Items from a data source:
↓
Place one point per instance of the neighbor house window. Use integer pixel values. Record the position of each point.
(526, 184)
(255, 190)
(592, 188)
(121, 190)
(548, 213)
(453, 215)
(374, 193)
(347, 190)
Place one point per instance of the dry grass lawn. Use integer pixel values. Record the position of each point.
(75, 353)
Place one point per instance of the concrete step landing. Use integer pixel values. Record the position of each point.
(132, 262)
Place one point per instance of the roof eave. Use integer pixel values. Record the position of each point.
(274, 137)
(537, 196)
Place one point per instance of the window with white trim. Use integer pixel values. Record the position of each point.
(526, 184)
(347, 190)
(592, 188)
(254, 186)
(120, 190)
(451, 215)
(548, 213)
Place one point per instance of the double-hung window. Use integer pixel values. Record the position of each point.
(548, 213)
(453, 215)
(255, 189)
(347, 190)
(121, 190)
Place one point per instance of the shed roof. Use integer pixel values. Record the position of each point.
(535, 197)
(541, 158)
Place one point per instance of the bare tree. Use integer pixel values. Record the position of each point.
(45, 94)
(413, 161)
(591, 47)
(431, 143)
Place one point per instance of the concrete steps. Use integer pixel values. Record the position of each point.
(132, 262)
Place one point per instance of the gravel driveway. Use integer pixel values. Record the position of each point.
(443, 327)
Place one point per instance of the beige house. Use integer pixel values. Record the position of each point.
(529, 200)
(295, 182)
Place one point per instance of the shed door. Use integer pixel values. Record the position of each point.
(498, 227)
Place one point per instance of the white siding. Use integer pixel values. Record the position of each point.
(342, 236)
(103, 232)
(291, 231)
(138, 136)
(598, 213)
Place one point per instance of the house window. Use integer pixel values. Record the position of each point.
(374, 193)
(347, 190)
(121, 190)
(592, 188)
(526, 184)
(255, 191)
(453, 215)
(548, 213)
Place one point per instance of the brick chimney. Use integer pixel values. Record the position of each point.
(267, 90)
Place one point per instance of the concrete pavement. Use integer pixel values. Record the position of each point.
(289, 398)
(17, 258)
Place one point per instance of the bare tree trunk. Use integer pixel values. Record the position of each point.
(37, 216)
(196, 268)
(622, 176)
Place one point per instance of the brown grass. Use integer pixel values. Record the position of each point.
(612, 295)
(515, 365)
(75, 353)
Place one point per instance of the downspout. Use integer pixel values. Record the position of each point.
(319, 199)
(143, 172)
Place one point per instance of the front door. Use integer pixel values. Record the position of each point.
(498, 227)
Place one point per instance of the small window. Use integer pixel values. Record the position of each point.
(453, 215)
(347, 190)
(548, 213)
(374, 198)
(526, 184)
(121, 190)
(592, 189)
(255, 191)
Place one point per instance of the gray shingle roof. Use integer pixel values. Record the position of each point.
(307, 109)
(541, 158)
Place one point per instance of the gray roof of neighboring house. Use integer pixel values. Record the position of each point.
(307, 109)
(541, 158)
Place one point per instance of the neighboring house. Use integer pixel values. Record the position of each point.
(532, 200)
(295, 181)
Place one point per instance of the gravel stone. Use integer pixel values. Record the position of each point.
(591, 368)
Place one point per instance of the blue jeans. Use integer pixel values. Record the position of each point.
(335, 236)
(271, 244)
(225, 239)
↑
-- REQUIREMENT --
Retype the data exactly as given.

-- OUTPUT BELOW --
Place one point per instance of the neighbor house window. Use integer pixel values. Record the position of each point.
(526, 184)
(255, 190)
(592, 188)
(121, 190)
(548, 213)
(453, 215)
(374, 193)
(347, 190)
Place one point per instance of the dry grass lawn. Use integer pixel values. Record the position of each point.
(75, 353)
Place one point per instance of the concrete step landing. Use integer pixel values. Record the position of each point.
(132, 262)
Place one point per instance of the roof eave. Use integer pixel values. Record the position of each point.
(274, 137)
(537, 196)
Place one point per instance of the window with white trim. Use integer pixel values. Record the position of each point.
(526, 184)
(347, 190)
(592, 188)
(254, 186)
(120, 190)
(451, 215)
(548, 213)
Place one point per instance of the double-hung window. Use integer pixel values. Record the position of each point.
(548, 213)
(453, 215)
(255, 189)
(347, 190)
(121, 190)
Place one point per instance of the shed roof. Use integer pixel values. Record the position of each point.
(535, 197)
(541, 158)
Place one point per instance of the bare tree. Use integer pixel values. Record the position of each point.
(45, 94)
(413, 161)
(591, 47)
(431, 143)
Place one point per instance of the concrete steps. Use integer pixel values. Record the position of each point.
(132, 262)
Place one point per instance of the gravel driveway. Use integer pixel values. Record the position of each point.
(443, 327)
Place one point per instance of the beige house. Use integer pixel values. Record the position of each point.
(529, 200)
(295, 182)
Place one point per instance of the shed door. Use integer pixel values. Record the position of each point.
(498, 227)
Place one point per instance of the white siding. Use integer pixel values. Record the position of each point.
(342, 236)
(103, 232)
(291, 231)
(138, 136)
(598, 213)
Place one point per instance of the house window. Use integer pixel values. Record the position of each point.
(374, 193)
(347, 190)
(121, 190)
(592, 188)
(526, 184)
(255, 191)
(453, 215)
(548, 213)
Place one point per instance of the brick chimney. Use integer pixel values. Record the position of each point.
(267, 90)
Place one point per instance of the concrete pavement. Use integer pixel values. Record the position of each point.
(289, 398)
(17, 258)
Place one point per instance of the bare tree trunk. Use integer pixel values. Record the position of each point.
(37, 216)
(196, 268)
(622, 176)
Place one point per instance of the brown grass. Use integer pixel values. Record the position of each point.
(612, 295)
(515, 365)
(75, 353)
Place one point per instance of the downspout. Use integer pixel values. Record the position of each point.
(319, 199)
(143, 172)
Place one point per instance of the front door. Use integer pixel values. Record the position of each point.
(498, 227)
Place one point per instance of the small window. Use integer pixel values. Record the position of each point.
(453, 215)
(347, 190)
(548, 213)
(374, 198)
(526, 184)
(121, 190)
(592, 189)
(255, 191)
Place one point per instance of the gray shingle roof. Use integer pixel values. Record the position of each point.
(307, 109)
(541, 158)
Place one point per instance of the gray roof of neighboring house. Use integer pixel values. Record the position of each point.
(307, 109)
(541, 158)
Place one point per instance of the neighboring house. Use integer pixel values. Record the position of each point.
(532, 200)
(295, 181)
Place one point per instance of the gravel stone. Use integer pixel values. Record the position of each point.
(591, 368)
Place one point per instance of the blue jeans. Use integer pixel values. Record the position of each point.
(335, 236)
(271, 244)
(225, 239)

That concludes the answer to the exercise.